"""
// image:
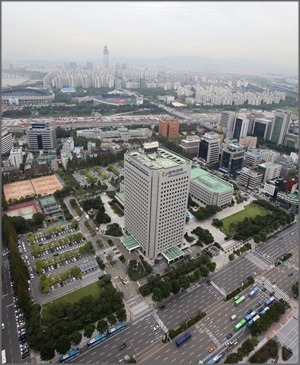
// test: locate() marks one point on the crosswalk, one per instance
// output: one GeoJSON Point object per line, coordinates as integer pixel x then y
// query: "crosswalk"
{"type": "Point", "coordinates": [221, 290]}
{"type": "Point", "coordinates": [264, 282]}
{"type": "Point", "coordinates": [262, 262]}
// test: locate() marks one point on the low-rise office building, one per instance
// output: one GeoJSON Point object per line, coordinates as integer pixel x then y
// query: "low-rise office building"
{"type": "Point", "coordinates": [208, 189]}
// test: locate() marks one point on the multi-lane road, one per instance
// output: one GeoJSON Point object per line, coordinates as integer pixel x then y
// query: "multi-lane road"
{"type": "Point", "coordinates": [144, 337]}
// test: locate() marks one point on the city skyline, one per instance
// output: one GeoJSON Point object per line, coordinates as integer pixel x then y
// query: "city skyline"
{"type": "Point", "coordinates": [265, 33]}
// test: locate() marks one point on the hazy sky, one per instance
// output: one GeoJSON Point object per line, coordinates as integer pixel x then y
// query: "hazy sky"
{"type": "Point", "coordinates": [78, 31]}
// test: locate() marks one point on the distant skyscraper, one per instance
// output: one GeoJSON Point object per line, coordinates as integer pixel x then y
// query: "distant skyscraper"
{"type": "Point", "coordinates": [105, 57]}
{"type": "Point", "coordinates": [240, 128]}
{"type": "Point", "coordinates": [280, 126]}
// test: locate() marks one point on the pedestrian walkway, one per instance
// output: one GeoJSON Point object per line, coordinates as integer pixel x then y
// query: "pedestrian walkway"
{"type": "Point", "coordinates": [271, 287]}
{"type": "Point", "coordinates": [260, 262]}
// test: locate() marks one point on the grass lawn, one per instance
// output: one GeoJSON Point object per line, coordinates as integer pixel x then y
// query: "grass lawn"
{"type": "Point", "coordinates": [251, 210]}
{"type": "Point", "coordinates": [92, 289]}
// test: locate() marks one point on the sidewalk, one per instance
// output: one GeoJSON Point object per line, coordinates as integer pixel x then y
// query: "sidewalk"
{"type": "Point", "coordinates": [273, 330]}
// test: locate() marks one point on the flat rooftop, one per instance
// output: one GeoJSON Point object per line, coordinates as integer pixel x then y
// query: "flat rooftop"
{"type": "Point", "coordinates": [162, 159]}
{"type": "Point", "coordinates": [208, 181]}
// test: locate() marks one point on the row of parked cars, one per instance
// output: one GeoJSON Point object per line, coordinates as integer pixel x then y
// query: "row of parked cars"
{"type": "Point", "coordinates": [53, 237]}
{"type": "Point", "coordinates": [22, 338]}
"""
Please copy every item above word for word, leaving out the pictures.

• **WRITTEN REPLY**:
// image:
// test: locate() marks one point on the crosswalk, one per instance
// output: one GeoJSON Point object per line, coordinates as integer pixel x then y
// query: "crosswalk"
{"type": "Point", "coordinates": [221, 290]}
{"type": "Point", "coordinates": [264, 282]}
{"type": "Point", "coordinates": [262, 262]}
// test: locate() marks one point on the low-rise office building, one per instance
// output: one GeoJSON Point object per line, coordinates as integer pixel x then y
// query: "low-rise office building"
{"type": "Point", "coordinates": [208, 189]}
// test: locate() marks one point on the multi-lane road, one per instance
// output: one GeoJSON Point object per line, coordinates as integer pixel x then y
// query: "multi-lane road"
{"type": "Point", "coordinates": [144, 337]}
// test: locate() marks one point on the city skyline, one per instance
// output: one GeoJSON Point object per line, coordinates as integer pixel x then y
// query: "city skyline"
{"type": "Point", "coordinates": [265, 33]}
// test: locate() marks one point on the hazy sky, one per instance
// output: one GeoJSON Point object per line, coordinates as integer pixel x then y
// query: "hazy sky"
{"type": "Point", "coordinates": [78, 31]}
// test: locate() marks one point on the distant skyscraper, one per instance
// output: one GeoJSON Point object per line, coordinates as integer pixel x then y
// query: "distant skyscraper"
{"type": "Point", "coordinates": [105, 57]}
{"type": "Point", "coordinates": [240, 128]}
{"type": "Point", "coordinates": [280, 126]}
// test: locate() marks one point on the pedestrian walkway, one per instance
// output: one GeoJSON Point object per line, coordinates as integer pixel x then y
// query: "pedestrian walkway"
{"type": "Point", "coordinates": [271, 287]}
{"type": "Point", "coordinates": [260, 262]}
// test: locate() marks one point on the grass lawn, one per instance
// output: one GeoJSON Point object per line, coordinates as integer pixel x then y
// query: "grass lawn"
{"type": "Point", "coordinates": [251, 210]}
{"type": "Point", "coordinates": [92, 289]}
// test: locate() marks one point on the sidewalk, one per instance
// output: one GeoJSON Point object per line, coordinates as integer pixel x then y
// query: "sidewalk"
{"type": "Point", "coordinates": [273, 330]}
// test: locate() marks one point on the flat rooftop, one per instance
// output: one GeoJSON Point object per line, coordinates as integer pixel x then y
// query: "flat rooftop"
{"type": "Point", "coordinates": [162, 159]}
{"type": "Point", "coordinates": [208, 181]}
// test: locate() marks one point on the row of parked cars, one per instance
// output: one GeoJSON Point object per line, coordinates as integer pixel x then y
// query: "row of parked cars"
{"type": "Point", "coordinates": [53, 237]}
{"type": "Point", "coordinates": [22, 338]}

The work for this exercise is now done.